# Extracted material start
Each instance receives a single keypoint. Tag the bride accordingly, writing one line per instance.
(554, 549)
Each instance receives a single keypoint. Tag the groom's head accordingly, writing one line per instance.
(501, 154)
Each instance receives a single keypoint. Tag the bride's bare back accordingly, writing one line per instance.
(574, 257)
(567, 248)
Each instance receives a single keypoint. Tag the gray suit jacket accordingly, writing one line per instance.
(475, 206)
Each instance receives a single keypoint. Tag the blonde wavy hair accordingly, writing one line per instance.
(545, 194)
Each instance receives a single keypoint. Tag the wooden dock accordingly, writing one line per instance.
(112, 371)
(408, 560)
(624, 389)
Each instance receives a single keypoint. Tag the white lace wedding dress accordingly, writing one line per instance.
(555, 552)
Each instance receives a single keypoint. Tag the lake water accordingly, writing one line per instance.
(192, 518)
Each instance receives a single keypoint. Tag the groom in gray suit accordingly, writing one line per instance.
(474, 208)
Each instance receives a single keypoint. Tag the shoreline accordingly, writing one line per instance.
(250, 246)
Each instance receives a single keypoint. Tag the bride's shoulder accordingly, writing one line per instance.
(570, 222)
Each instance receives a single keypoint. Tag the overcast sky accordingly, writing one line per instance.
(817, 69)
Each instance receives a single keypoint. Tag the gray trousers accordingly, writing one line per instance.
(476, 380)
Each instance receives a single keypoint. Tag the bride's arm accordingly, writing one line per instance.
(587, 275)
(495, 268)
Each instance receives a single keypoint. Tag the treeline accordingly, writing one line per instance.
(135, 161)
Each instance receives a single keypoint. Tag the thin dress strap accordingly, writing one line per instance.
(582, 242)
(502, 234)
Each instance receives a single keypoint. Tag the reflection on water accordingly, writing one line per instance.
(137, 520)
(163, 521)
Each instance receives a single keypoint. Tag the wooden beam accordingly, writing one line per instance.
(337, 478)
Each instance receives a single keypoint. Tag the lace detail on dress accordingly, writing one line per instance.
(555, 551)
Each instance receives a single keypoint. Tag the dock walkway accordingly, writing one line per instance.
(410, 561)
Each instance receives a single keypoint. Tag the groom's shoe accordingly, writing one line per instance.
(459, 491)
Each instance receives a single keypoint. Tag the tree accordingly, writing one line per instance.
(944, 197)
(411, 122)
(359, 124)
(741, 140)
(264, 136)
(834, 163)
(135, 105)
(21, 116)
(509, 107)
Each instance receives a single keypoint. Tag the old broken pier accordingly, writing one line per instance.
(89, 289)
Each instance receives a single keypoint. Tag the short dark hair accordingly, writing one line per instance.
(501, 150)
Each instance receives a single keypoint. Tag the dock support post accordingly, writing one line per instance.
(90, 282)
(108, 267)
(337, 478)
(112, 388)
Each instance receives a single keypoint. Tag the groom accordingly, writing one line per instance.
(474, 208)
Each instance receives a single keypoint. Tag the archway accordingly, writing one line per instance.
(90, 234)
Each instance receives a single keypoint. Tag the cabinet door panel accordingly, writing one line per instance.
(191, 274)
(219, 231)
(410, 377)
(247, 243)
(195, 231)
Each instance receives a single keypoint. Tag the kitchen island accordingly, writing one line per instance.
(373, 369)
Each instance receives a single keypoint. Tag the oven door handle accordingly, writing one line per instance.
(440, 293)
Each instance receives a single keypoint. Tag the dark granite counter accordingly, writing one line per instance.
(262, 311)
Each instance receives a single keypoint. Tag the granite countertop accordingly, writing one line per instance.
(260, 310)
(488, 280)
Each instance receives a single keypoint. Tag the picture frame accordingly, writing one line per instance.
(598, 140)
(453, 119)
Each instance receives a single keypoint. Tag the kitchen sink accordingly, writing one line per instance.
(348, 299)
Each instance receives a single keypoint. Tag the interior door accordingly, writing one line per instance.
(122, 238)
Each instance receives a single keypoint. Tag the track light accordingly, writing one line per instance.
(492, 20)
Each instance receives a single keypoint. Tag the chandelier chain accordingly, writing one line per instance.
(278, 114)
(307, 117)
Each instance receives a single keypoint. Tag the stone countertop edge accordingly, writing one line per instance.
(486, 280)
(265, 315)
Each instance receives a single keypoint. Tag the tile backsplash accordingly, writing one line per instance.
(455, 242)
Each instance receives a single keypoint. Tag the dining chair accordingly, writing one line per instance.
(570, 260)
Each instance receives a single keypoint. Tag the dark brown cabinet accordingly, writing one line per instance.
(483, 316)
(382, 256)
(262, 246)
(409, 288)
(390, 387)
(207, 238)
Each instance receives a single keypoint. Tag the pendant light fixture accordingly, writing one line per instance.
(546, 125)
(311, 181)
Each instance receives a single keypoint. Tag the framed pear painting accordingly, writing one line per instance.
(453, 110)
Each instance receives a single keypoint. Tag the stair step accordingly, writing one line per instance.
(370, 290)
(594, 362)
# Extracted material end
- Problem to work on -
Recast the items above as a Markdown table with two columns, Row and Line. Give each line its own numbered row and leave out blank lines.

- Correct output -
| Row | Line |
|---|---|
| 1 | Each instance receives a single keypoint. Tag the bride accordingly, writing one line per instance. |
| 2 | (554, 549) |
| 3 | Each instance receives a single keypoint. Tag the groom's head accordingly, writing one line per instance. |
| 4 | (501, 154) |
| 5 | Each instance receives a single keypoint. Tag the bride's bare back accordingly, writing one line per instance. |
| 6 | (574, 257) |
| 7 | (567, 248) |
| 8 | Each instance receives a single keypoint. Tag the gray suit jacket accordingly, writing one line per instance. |
| 9 | (475, 206) |
| 10 | Each instance receives a single keypoint. Tag the blonde wavy hair accordingly, writing one line per instance. |
| 11 | (545, 194) |
| 12 | Each instance receives a single keypoint. Tag the wooden dock accordingly, writing one line per instance. |
| 13 | (112, 371) |
| 14 | (408, 560) |
| 15 | (624, 389) |
| 16 | Each instance receives a single keypoint. Tag the white lace wedding dress accordingly, writing one line per instance. |
| 17 | (555, 552) |
| 18 | Each instance receives a single keypoint. Tag the lake water accordingly, writing one line per instance. |
| 19 | (192, 518) |
| 20 | Each instance receives a single keypoint. Tag the groom in gray suit accordingly, writing one line per instance. |
| 21 | (474, 208) |
| 22 | Each instance receives a single keypoint. Tag the shoreline accordingly, writing one line per instance. |
| 23 | (250, 246) |
| 24 | Each instance receives a single keypoint. Tag the bride's shoulder accordingly, writing one line per instance. |
| 25 | (570, 222) |
| 26 | Each instance receives a single keypoint. Tag the overcast sky accordingly, writing one line per instance. |
| 27 | (817, 69) |
| 28 | Each instance receives a single keypoint. Tag the gray trousers accordingly, writing one line per instance. |
| 29 | (476, 380) |
| 30 | Each instance receives a single keypoint. Tag the bride's arm accordingly, writing one line per instance. |
| 31 | (587, 275) |
| 32 | (495, 268) |
| 33 | Each instance receives a single keypoint. Tag the treeline accordingly, writing one line per instance. |
| 34 | (135, 161) |
| 35 | Each instance receives a single keypoint. Tag the thin dress strap accordingly, writing one line per instance. |
| 36 | (582, 242) |
| 37 | (502, 234) |
| 38 | Each instance receives a single keypoint. Tag the reflection on water accordingly, writing one line per instance. |
| 39 | (137, 520) |
| 40 | (163, 521) |
| 41 | Each instance receives a single keypoint. Tag the wooden beam accordingly, writing one line per instance. |
| 42 | (337, 478) |
| 43 | Each instance receives a single keypoint. Tag the lace detail on dress accordingly, writing one line per instance. |
| 44 | (555, 551) |
| 45 | Each instance receives a single keypoint. Tag the dock walkway accordingly, writing one line per instance. |
| 46 | (410, 561) |
| 47 | Each instance receives a single keypoint. Tag the groom's shoe accordingly, writing one line per instance. |
| 48 | (459, 491) |
| 49 | Each instance receives a single keypoint. Tag the tree accordingly, writing one line per instance. |
| 50 | (944, 197) |
| 51 | (411, 122) |
| 52 | (359, 124) |
| 53 | (741, 140) |
| 54 | (264, 136) |
| 55 | (834, 163) |
| 56 | (135, 105) |
| 57 | (21, 116) |
| 58 | (509, 107) |
| 59 | Each instance receives a single keypoint. Tag the old broken pier accordingly, writing one line per instance. |
| 60 | (89, 289) |
| 61 | Each instance receives a single keypoint. Tag the short dark hair accordingly, writing one line per instance. |
| 62 | (501, 150) |
| 63 | Each instance receives a single keypoint. Tag the dock support post accordingly, writing one line per instance. |
| 64 | (90, 282) |
| 65 | (108, 267) |
| 66 | (337, 478) |
| 67 | (112, 388) |
| 68 | Each instance receives a single keypoint. Tag the groom accordingly, writing one line per instance. |
| 69 | (474, 208) |
| 70 | Each instance receives a single keypoint. Tag the archway accordingly, writing one line per instance. |
| 71 | (90, 234) |
| 72 | Each instance receives a single keypoint. Tag the cabinet door panel accordingly, writing one line per instance. |
| 73 | (191, 274) |
| 74 | (219, 231) |
| 75 | (410, 377) |
| 76 | (247, 243) |
| 77 | (195, 231) |
| 78 | Each instance receives a single keypoint. Tag the kitchen island accordingly, writing one line per instance. |
| 79 | (373, 369) |
| 80 | Each instance receives a single keypoint. Tag the oven door handle accordingly, writing one line per instance. |
| 81 | (440, 293) |
| 82 | Each instance receives a single keypoint. Tag the dark granite counter accordingly, writing one line per instance. |
| 83 | (262, 311) |
| 84 | Each instance receives a single keypoint. Tag the granite countertop accordingly, writing one line per instance. |
| 85 | (260, 310) |
| 86 | (488, 280) |
| 87 | Each instance receives a single keypoint. Tag the picture frame accordingly, writing one line per instance. |
| 88 | (598, 140) |
| 89 | (453, 119) |
| 90 | Each instance receives a single keypoint. Tag the kitchen sink accordingly, writing one line per instance. |
| 91 | (348, 299) |
| 92 | Each instance receives a single keypoint. Tag the interior door accordingly, writing one line per instance. |
| 93 | (122, 238) |
| 94 | Each instance receives a single keypoint. Tag the track light accordingly, writing one line per instance. |
| 95 | (492, 20) |
| 96 | Each instance receives a single keypoint. Tag the chandelier chain accordingly, writing one line per instance. |
| 97 | (278, 114) |
| 98 | (307, 117) |
| 99 | Each instance receives a single keypoint. Tag the stone countertop edge accordingly, writing one line per instance. |
| 100 | (486, 280) |
| 101 | (265, 315) |
| 102 | Each instance receives a single keypoint. Tag the tile backsplash accordingly, writing one line per instance. |
| 103 | (455, 242) |
| 104 | Each instance receives a single keypoint. Tag the dining chair accordingly, writing one line per instance. |
| 105 | (570, 260) |
| 106 | Each instance receives a single keypoint. Tag the dark brown cabinet accordingly, writing one line per instance. |
| 107 | (483, 316) |
| 108 | (382, 256) |
| 109 | (262, 246) |
| 110 | (409, 288) |
| 111 | (390, 387) |
| 112 | (207, 238) |
| 113 | Each instance receives a single keypoint. Tag the pendant light fixture accordingly, writing one line per instance. |
| 114 | (546, 125) |
| 115 | (311, 181) |
| 116 | Each instance receives a single keypoint. Tag the framed pear painting accordingly, writing one line per instance. |
| 117 | (453, 110) |
| 118 | Each instance receives a single keypoint. Tag the stair step accordingly, writing one line per instance. |
| 119 | (370, 290) |
| 120 | (594, 362) |